Then I thought about maybe trying to find her an assisted living place not too far from Mexico City. My former upstairs neighbor in CDMX, Carole, said there was an assisted living place with Gringos in Cuernavaca. Unfortunately, neither of us have been able to actually locate that one. Maybe it doesn’t even exist. Who knows? (If you do, please leave a comment.) Then I started Googling for places near San Miguel de Allende on the theory that it’s only 4 hours away from CDMX and would be easy enough to visit regularly. Certainly lack of Gringos shouldn’t be a problem there. It turns out there are a couple of places about 10 KM north of SMA that look nice. But I emailed a friend who lives in SMA and she said that some of her friends had had spotty experiences there, primarily due to the lack of medical facilities. Now, I haven’t ruled out those places, but a red flag has been raised.
Aside from her cancer, my mother has been pretty healthy, but she’s now nearly 90. Sooner or later health care is going to become more important. And for the next five years, she’ll need to see an oncologist every 3-6 months to nip any recurrence in the bud. So that makes SMA somewhat challenging.
The next obvious place is Ajijic. There are loads of Gringos there, along with plenty of assisted living facilities, and a climate I know my mother would love. I’d really like to see her in a place where she can connect with other Americans, or at least fluent English speakers. Though she’s said she’s willing to try to learn Spanish (kudos, mom!), I’m skeptical that she’d be able to learn enough quickly enough to socialize with Mexicans successfully. There are also good hospitals in nearby Guadalajara if the need should arise.
The only real problem with Ajijic is that I neither want to live there, nor do I want to live in Guadalajara. Still, I did do some quick searches on real estate there, and it’s surprisingly cheaper than Mexico City, maybe 35% less, perhaps even less than that. Moreover, decrepit but large colonial houses can be had in the Centro for cheap. But while Guadalajara has a lot going for it, I just didn’t feel like it clicked for me when I spent a week there in 2014. Still, I could probably have a fine life in Guadalajara, and it’s certainly got loads of gay people who seem to be everywhere. But it’s also full of ugly buildings (my biggest objection), much more so than CDMX. And it’s a much more conservative place than CDMX too.
Meanwhile, the fact that Medicare doesn’t cover services in Mexico is also a potential issue. Yes, I realize that cash prices for basic medical care in Mexico are quite affordable, but they could still add up for an elderly person. One thing I’ve considered is moving us to Mexico, but getting my mother established with a doctor in, say, Laredo. We could then go there from time to time, relying on Mexican medicine for emergencies. Of course that’s not an ideal solution. Mom gets monthly injections in her eyes to treat the macular degeneration. I suspect that driving from either GDL or CDMX to Laredo every month would get old fast, though such injections could probably be had in either one of those Mexican cities. The question then is cost.
So I’m still mulling the question of what to do. By the end of February mom will be done with her cancer treatments and her next chapter can begin. Any suggestions? Does anyone know of a good assisted living facility for Gringos in Mexico?
Saludos and thanks for reading and for any suggestions you might have.

Collection entries
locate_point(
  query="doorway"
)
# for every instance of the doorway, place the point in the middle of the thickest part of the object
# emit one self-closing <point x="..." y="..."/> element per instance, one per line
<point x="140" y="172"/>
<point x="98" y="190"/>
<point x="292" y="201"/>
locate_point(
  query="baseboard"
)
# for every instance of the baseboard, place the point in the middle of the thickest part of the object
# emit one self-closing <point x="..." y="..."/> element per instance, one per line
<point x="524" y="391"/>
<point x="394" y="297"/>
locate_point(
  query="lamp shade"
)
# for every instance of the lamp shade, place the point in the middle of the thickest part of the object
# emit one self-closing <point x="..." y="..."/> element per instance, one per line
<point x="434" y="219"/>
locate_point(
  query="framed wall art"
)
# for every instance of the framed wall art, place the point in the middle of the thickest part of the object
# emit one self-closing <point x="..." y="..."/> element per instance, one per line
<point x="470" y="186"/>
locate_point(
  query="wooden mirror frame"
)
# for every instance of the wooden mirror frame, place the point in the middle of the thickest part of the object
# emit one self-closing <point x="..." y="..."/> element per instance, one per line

**Using the information**
1. List every city or town named in the post on assisted living in Mexico, giving each once.
2. Please turn the paragraph of the post on assisted living in Mexico that begins "Meanwhile, the fact that Medicare" into a short bulleted list that keeps its main facts.

**Outputs by task**
1.
- Mexico City (CDMX)
- Cuernavaca
- San Miguel de Allende (SMA)
- Ajijic
- Guadalajara (GDL)
- Laredo

2.
- Medicare doesn't cover services in Mexico, which is a potential issue.
- Cash prices for basic medical care in Mexico are affordable but could add up for an elderly person.
- One option is to move to Mexico but have the mother established with a doctor in a place such as Laredo, visiting from time to time and relying on Mexican medicine for emergencies.
- This isn't ideal: she gets monthly eye injections for macular degeneration, and driving from GDL or CDMX to Laredo every month would likely get old fast.
- Those injections could probably be had in either Mexican city, so the question becomes cost.